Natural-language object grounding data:
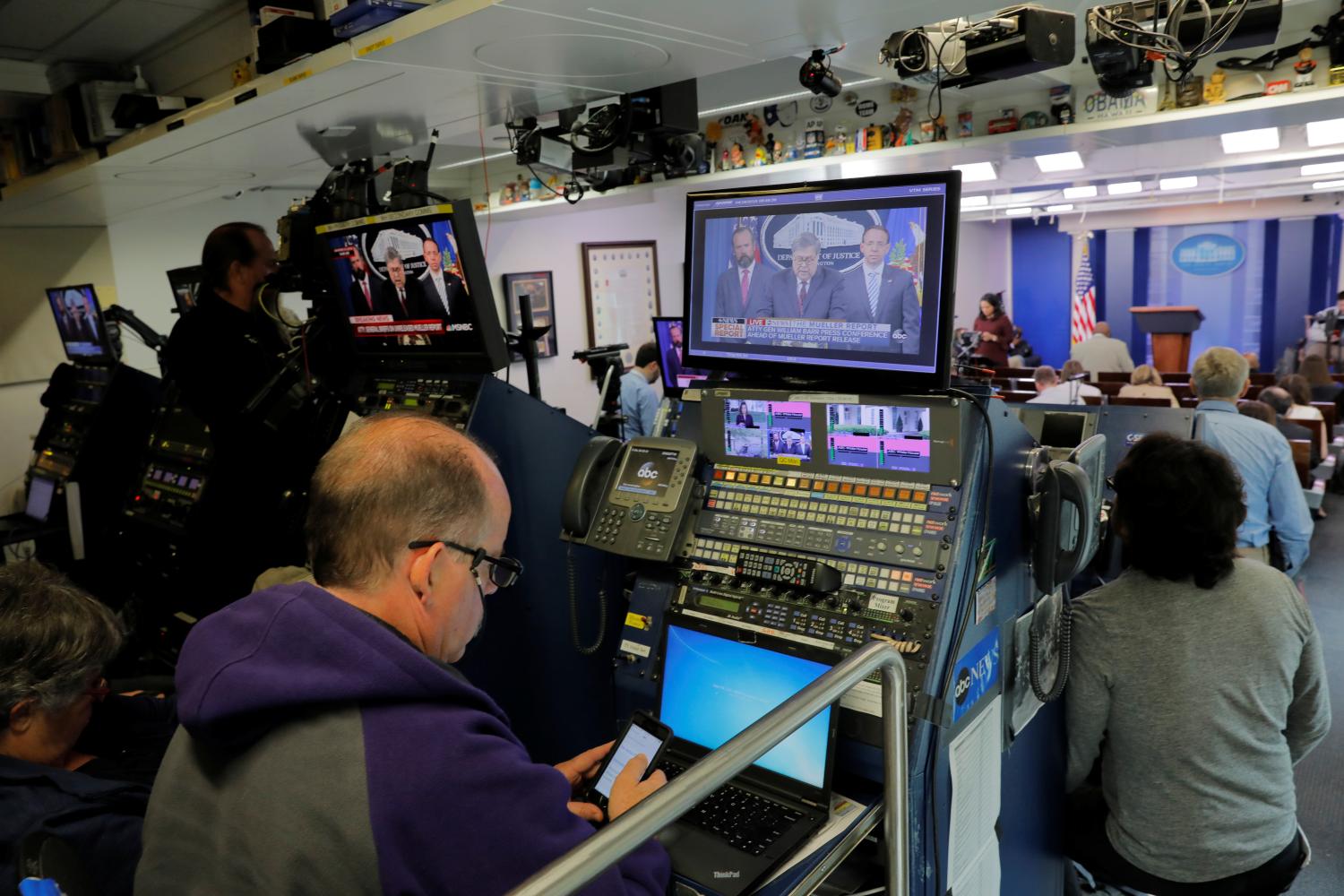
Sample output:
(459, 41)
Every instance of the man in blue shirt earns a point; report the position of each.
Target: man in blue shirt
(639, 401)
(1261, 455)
...
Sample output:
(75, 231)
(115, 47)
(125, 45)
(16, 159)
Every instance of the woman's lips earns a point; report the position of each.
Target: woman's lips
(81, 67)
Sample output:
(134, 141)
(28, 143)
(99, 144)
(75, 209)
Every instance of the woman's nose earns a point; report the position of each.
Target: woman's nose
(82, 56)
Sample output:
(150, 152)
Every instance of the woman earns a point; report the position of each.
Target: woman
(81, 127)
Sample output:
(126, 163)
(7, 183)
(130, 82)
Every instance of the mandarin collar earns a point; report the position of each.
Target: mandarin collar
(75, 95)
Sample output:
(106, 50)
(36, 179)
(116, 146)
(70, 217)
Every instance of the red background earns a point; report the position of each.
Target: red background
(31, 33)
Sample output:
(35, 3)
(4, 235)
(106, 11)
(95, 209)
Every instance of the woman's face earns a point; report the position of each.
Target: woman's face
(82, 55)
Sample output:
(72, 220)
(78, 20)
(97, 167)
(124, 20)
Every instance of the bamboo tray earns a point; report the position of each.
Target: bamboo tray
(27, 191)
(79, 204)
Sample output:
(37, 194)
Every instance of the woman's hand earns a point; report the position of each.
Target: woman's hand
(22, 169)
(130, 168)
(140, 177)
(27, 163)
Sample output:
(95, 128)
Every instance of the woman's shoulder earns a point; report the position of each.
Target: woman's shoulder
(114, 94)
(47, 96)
==
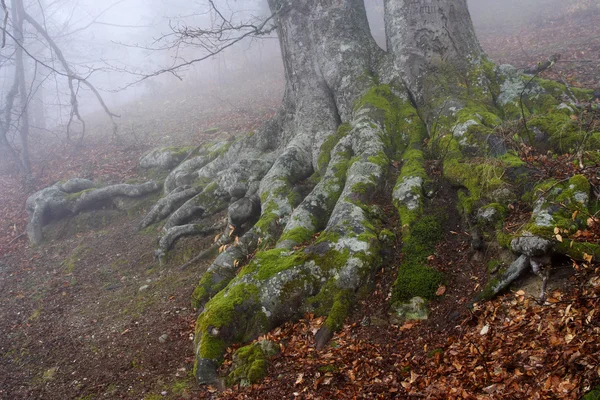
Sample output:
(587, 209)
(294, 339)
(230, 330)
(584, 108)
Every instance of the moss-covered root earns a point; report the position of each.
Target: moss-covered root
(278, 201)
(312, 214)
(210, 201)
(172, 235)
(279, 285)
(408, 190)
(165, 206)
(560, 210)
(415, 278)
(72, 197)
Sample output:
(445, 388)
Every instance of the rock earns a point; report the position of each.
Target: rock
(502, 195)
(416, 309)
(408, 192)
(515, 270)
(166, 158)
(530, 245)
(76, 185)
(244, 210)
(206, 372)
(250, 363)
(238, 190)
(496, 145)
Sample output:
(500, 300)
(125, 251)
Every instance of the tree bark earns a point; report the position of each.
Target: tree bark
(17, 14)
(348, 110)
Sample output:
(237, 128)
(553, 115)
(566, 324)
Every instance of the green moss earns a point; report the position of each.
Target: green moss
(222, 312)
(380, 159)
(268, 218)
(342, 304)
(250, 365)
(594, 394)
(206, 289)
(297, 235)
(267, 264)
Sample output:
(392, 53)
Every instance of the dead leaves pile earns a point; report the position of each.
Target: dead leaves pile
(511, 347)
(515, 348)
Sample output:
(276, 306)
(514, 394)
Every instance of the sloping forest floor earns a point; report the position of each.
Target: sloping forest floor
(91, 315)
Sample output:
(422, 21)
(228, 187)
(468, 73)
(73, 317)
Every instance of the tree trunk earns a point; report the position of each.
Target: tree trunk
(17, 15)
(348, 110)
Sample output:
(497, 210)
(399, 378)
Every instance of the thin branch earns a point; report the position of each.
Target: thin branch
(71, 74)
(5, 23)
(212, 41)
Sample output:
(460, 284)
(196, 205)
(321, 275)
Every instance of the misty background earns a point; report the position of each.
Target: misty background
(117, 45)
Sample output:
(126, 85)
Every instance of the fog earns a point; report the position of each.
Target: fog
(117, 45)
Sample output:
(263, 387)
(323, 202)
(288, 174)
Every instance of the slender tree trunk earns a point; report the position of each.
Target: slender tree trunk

WHAT IS NEEDED:
Using the string "slender" as the search term, count the lines of the data above that hold it and report that number alone.

ANSWER SPACE:
2